Data records:
════════
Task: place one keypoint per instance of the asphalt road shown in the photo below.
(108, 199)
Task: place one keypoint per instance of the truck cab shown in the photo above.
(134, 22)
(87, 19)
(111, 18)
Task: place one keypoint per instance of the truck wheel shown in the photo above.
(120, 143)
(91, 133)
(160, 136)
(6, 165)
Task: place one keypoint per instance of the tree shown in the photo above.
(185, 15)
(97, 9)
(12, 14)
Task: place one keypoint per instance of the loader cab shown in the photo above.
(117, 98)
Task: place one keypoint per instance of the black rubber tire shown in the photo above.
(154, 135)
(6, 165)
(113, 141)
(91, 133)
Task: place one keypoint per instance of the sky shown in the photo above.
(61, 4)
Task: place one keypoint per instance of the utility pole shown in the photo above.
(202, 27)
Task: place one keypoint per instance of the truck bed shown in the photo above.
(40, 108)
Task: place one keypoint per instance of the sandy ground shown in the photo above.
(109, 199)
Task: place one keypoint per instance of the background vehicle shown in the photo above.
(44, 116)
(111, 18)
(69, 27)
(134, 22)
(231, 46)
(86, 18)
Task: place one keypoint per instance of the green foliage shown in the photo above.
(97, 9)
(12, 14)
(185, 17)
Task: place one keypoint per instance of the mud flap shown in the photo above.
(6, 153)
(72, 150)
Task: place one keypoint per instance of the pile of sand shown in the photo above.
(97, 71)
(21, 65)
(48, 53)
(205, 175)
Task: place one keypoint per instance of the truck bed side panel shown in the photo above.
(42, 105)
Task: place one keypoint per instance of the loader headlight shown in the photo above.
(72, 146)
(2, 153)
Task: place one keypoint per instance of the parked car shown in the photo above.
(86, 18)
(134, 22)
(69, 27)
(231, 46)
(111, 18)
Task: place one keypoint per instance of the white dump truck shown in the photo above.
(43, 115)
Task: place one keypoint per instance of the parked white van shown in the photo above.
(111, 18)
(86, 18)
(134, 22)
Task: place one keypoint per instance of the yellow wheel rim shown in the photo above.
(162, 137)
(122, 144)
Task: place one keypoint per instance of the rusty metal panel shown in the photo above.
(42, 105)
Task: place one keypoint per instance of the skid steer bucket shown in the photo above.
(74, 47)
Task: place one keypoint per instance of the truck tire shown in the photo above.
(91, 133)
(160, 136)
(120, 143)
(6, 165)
════════
▶ [Problem description]: Only an exact retyping of the full data will do.

▶ [Answer to this problem]:
Task: place one keypoint per instance of the asphalt road shown in the photo below.
(108, 199)
Task: place one keypoint per instance of the truck cab shown in the photo above.
(134, 22)
(87, 19)
(111, 18)
Task: place one keypoint per instance of the truck wheel shown in the photo above.
(120, 143)
(91, 133)
(160, 136)
(6, 165)
Task: place one keypoint per instance of the tree shown in the photo above.
(185, 15)
(97, 9)
(12, 14)
Task: place one keypoint per instance of the loader cab shown in the photo above.
(117, 98)
Task: place one keypoint per instance of the black rubber tire shown in the photo above.
(154, 135)
(6, 165)
(113, 141)
(91, 133)
Task: place one keypoint per instance of the sky shown in the photo above.
(61, 4)
Task: place one keypoint per instance of the utility pole shown in the photo above.
(202, 27)
Task: place one keypoint per instance of the truck bed shown in the photo above.
(40, 108)
Task: place one keypoint per instance of the sandy ground shown in the photo above.
(109, 199)
Task: place one keypoint per instance of the background vehicle shown in the photo above.
(44, 116)
(111, 18)
(69, 27)
(134, 22)
(231, 46)
(86, 18)
Task: place one keypoint per instance of the green foliage shown in the photo above.
(97, 9)
(12, 14)
(185, 17)
Task: place one keypoint per instance of the mud flap shown in the photo above.
(6, 153)
(72, 150)
Task: place one keypoint per instance of the pile of sand shown in the photo above.
(97, 71)
(21, 65)
(48, 53)
(205, 175)
Task: place one keypoint per instance of the truck bed side panel shown in the photo above.
(42, 105)
Task: place one keypoint per instance of the loader headlight shown in the photo above.
(72, 146)
(2, 153)
Task: place one keypoint per instance of the parked car shown in the photo above.
(86, 18)
(134, 22)
(69, 27)
(231, 46)
(111, 18)
Task: place one keypoint per instance of the white dump truck shown in the photo above.
(43, 115)
Task: place one keypoint per instance of the parked white van shown in the photo above.
(111, 18)
(86, 18)
(134, 22)
Task: place one keypoint per instance of the yellow wheel rim shown in the photo above.
(162, 137)
(122, 144)
Task: place one keypoint per instance of the rusty metal panel shown in the photo above.
(42, 105)
Task: place one keypoint per instance of the skid steer bucket shown in the photo above.
(74, 47)
Task: place one keypoint per instance of the truck tire shown in the photo above.
(91, 133)
(160, 136)
(120, 143)
(6, 165)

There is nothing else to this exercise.